===== DATA TO USE =====
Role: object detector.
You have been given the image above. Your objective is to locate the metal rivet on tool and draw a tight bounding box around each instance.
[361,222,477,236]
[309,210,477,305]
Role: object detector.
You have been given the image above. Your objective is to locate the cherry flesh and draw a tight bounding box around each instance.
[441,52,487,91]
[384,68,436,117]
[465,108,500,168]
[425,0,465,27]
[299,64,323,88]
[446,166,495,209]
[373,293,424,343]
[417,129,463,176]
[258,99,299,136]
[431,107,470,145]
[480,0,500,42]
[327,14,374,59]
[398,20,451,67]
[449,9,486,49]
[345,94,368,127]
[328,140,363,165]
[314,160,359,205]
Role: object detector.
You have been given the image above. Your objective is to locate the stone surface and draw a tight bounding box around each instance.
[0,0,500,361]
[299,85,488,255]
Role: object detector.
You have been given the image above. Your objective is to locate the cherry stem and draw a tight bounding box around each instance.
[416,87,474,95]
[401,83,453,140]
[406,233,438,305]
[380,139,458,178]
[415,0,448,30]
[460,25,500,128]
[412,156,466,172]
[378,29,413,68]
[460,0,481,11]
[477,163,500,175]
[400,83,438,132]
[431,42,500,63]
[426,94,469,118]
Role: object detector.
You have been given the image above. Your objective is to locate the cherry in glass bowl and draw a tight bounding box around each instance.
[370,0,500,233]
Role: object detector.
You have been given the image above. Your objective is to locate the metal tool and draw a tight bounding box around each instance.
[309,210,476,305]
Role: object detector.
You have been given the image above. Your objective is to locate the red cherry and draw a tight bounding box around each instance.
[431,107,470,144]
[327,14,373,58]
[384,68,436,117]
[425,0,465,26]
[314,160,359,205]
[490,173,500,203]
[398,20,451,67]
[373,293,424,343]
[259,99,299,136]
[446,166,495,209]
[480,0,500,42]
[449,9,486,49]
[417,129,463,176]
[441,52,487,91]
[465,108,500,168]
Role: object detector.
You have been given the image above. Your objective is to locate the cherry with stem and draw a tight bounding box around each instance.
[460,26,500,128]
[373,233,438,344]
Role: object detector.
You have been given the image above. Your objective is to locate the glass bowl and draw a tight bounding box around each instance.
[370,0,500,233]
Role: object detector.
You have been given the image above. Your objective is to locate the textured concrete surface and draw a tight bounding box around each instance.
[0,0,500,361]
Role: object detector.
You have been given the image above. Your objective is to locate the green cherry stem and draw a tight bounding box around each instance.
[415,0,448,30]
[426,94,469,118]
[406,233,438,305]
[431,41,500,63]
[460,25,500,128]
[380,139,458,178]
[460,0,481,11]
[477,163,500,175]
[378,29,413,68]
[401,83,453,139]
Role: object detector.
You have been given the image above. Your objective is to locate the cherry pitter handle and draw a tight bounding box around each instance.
=====
SET EXERCISE =>
Which lines in the entries above contain the string "glass"? List each one in full, counting only matches with the same case.

EXERCISE RESULT =>
You have been given the image above. Your objective is to locate the cherry in glass bowl and draw a tight bounding box around each instance.
You have been given the image above. Your objective is to locate the glass bowl and draw a tight bounding box around each instance.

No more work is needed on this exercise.